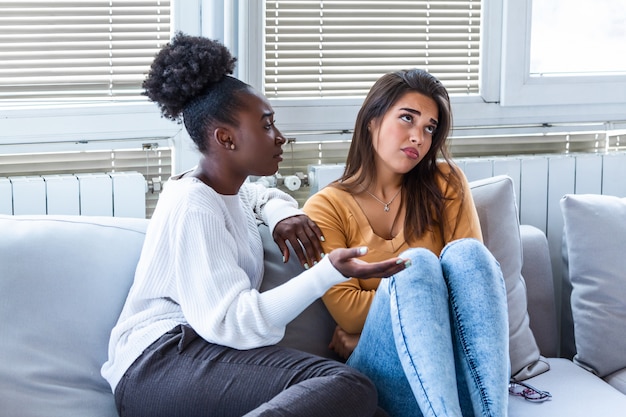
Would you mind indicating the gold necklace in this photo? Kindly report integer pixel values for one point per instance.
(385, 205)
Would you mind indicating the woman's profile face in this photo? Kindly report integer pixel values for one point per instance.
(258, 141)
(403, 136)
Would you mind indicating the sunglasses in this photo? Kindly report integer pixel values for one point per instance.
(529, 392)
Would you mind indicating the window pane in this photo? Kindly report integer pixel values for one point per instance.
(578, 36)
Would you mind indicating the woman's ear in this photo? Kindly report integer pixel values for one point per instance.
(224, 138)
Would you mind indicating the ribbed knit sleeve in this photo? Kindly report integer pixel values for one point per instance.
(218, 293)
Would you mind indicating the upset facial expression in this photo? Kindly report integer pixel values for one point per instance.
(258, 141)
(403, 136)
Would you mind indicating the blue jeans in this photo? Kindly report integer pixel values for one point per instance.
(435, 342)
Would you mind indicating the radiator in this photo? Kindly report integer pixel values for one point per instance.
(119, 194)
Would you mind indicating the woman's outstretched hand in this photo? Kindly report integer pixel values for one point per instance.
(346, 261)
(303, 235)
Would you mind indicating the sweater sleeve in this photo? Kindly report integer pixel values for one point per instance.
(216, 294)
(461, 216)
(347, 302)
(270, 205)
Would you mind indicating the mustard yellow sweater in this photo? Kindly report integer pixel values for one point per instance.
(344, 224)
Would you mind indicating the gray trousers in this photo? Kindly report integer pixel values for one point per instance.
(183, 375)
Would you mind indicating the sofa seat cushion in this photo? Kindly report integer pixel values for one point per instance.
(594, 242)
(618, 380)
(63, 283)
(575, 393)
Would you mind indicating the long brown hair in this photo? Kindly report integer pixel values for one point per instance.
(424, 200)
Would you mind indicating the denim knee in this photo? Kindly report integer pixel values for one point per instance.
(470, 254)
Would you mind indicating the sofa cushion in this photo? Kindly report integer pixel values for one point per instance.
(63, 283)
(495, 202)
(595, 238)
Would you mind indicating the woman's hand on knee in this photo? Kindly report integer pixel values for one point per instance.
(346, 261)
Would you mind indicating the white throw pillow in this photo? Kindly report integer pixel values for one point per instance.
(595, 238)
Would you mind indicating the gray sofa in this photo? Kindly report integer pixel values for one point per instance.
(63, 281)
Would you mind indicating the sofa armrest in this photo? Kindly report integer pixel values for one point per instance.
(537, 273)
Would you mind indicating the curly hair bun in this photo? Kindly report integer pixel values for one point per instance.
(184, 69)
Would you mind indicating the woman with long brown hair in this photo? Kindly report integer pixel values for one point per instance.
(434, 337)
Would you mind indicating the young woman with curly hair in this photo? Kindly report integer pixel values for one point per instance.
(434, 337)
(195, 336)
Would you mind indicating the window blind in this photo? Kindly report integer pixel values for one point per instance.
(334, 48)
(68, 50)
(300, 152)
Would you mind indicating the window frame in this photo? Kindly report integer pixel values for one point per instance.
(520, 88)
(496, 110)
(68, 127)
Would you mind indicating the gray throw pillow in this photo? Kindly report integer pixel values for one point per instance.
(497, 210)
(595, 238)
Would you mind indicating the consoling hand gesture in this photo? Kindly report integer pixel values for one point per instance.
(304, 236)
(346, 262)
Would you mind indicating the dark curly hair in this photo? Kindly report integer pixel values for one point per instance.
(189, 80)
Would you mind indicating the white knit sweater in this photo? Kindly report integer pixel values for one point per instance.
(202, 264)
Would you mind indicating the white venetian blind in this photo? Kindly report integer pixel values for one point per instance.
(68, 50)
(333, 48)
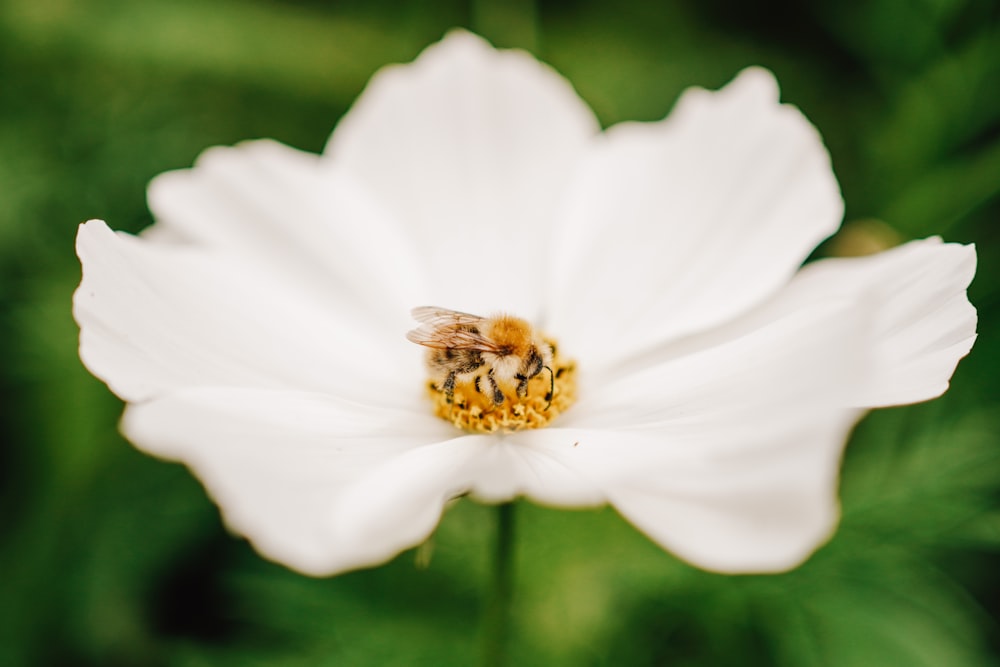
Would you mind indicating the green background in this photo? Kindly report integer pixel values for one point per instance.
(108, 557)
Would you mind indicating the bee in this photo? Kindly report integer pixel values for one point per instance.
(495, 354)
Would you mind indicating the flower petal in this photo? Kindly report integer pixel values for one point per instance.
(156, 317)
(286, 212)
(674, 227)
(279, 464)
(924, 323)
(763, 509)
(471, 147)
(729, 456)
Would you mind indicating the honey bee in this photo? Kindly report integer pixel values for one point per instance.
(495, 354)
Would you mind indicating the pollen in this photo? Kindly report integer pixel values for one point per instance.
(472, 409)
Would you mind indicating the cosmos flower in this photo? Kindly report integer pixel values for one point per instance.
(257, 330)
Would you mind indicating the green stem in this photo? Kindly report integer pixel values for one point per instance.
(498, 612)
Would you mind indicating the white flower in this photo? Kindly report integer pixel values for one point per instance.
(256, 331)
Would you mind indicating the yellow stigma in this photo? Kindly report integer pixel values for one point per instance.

——————————

_Exercise objective_: Reproduce verbatim every line starting with the one that contains "Would you mind indicating the white flower" and continuing through the final line above, both endpoints included.

_Expected output_:
Would you mind indicating the white flower in this photo? Kindly report integer pixel values for one point per instance.
(256, 331)
Would you mind indicating the yellow stigma in this photo? Kindly report integer pixel values for one point per instance.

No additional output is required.